Reading passage Block Start

Federal, state, municipal judges exchange thoughts with lawyers on civility, other topics
Members of the federal, state and local judiciaries held a series of conversations with attorneys on Friday, with topics that included civility, treatment of self-represented litigants and differing expectations across courts.
“It’s much more difficult to practice in the federal court in the sense that you have more rules to comply with,” said U.S. District Court Senior Judge Christine M. Arguello. “We’re just much more demanding, I think, of the people who appear before us. But we give a lot more time because we have the time and the resources.”
Hosted at the Colorado Bar Association’s headquarters in Denver, the program, entitled “What Judges and Attorneys Wish the Other Knew,” featured six roundtable discussions between various judges and attendees. Although members of the bench asked attorneys for their feedback and candid opinions, each discussion centered on an assigned topic.
Justice Richard L. Gabriel said the Colorado Supreme Court does not often hear cases featuring a self-represented, or “pro se,” litigant. But he emphasized judges must walk a line between trying to understand what a non-lawyer is arguing without becoming an advocate for them.
“You might have to do a little bit of work to try to figure it out,” he said. “A judge can advise a pro se litigant on what the procedures are: ‘Here’s what’s gonna happen. You’re gonna file a complaint and they’re gonna respond.’ But we can’t become their lawyer. That becomes an ethical problem.”
Gabriel said he had more experience with self-represented litigants in his prior role as a Court of Appeals judge. If the case involved an incarcerated person, for example, he would occasionally look at the government’s brief first to understand what had happened so far. He also recalled a rare occasion on which the Court of Appeals permitted a pro se litigant to orally argue for himself.

Reading passage Block End

◆ **About this task**: In the article on the judges' roundtables, rewrite the paragraph beginning "Gabriel said he had more experience" as a short bulleted list that keeps its main facts. These records come from a separate source unrelated to the article.

Records Block Start

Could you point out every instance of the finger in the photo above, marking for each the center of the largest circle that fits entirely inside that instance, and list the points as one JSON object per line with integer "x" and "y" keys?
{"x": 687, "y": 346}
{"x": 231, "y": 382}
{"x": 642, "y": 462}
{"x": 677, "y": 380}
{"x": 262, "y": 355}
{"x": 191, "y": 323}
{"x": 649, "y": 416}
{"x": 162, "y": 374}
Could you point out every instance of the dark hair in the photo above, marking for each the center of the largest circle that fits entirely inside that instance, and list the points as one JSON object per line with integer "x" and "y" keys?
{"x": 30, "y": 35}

Records Block End
Records Block Start

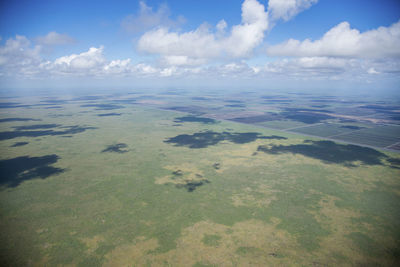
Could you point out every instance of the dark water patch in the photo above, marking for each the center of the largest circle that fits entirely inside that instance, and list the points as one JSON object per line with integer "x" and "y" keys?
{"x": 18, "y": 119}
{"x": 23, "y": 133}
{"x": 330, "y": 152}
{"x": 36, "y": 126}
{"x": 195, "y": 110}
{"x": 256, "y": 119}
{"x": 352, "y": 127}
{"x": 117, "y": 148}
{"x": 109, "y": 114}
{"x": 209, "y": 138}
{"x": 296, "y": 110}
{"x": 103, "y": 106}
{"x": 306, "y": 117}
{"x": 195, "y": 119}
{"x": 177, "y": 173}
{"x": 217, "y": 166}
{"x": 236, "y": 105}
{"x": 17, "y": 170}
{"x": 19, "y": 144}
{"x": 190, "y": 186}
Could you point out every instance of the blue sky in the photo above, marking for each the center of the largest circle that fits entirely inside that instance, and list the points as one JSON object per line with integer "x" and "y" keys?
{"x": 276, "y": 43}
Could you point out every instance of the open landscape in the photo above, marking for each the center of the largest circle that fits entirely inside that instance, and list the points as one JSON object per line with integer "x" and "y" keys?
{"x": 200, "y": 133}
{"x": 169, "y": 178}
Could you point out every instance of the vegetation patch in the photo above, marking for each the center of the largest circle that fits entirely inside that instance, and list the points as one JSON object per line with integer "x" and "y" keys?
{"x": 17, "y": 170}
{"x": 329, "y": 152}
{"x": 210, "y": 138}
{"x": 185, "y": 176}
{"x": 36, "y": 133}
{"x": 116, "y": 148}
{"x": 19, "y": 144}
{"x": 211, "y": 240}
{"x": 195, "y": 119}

Records Block End

◆ **Solution to this problem**:
- Gabriel had more experience with self-represented litigants as a Court of Appeals judge.
- In cases involving an incarcerated person, he sometimes read the government's brief first to learn what had happened so far.
- He recalled a rare occasion when the Court of Appeals let a pro se litigant orally argue for himself.